EXERCISE REQUIREMENTS:
Beginning with the line that has "such as <point>14,43</point>" in it, transcribe the listing exactly through its final line, and add nothing.
▬▬▬
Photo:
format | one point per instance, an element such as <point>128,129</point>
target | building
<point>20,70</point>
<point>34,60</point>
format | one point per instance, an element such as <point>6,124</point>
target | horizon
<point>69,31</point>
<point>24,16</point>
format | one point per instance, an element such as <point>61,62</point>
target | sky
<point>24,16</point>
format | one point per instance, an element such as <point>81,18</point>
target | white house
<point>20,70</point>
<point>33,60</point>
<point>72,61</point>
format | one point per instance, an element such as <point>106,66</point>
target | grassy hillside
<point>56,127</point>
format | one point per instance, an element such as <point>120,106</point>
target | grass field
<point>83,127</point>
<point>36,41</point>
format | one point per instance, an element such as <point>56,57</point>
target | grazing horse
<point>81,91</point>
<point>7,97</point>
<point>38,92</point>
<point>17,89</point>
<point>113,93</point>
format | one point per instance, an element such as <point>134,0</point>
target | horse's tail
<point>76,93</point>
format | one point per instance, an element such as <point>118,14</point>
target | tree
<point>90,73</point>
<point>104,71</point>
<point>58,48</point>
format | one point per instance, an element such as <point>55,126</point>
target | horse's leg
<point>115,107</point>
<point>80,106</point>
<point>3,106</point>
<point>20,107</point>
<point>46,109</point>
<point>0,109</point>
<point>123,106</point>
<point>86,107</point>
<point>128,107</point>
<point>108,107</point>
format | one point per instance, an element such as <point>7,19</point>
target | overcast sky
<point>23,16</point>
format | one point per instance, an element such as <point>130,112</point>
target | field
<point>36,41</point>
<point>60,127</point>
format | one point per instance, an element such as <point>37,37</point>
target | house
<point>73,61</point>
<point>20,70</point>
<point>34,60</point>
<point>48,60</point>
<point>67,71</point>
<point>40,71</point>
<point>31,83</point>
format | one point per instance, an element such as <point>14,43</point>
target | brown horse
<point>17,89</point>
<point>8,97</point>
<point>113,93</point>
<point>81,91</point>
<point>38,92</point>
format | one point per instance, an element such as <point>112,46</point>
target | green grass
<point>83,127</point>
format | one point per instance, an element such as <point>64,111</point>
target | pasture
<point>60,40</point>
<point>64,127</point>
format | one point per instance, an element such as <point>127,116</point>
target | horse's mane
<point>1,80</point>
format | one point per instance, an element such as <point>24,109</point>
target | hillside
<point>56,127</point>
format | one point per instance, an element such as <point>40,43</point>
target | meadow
▬▬▬
TASK SOLUTION:
format | one point per instance, an element such as <point>14,43</point>
target | brown horse
<point>17,89</point>
<point>8,97</point>
<point>113,93</point>
<point>81,91</point>
<point>38,92</point>
format | one point per instance, an element such as <point>112,46</point>
target | green grass
<point>83,127</point>
format | one point per instance, an element such as <point>64,111</point>
target | pasture
<point>60,40</point>
<point>64,127</point>
format | one point per instance, an element such as <point>127,116</point>
target | horse's mane
<point>1,80</point>
format | one point per instance, an element such as <point>24,109</point>
target | hillside
<point>56,127</point>
format | one point per instance, an element such as <point>40,43</point>
target | meadow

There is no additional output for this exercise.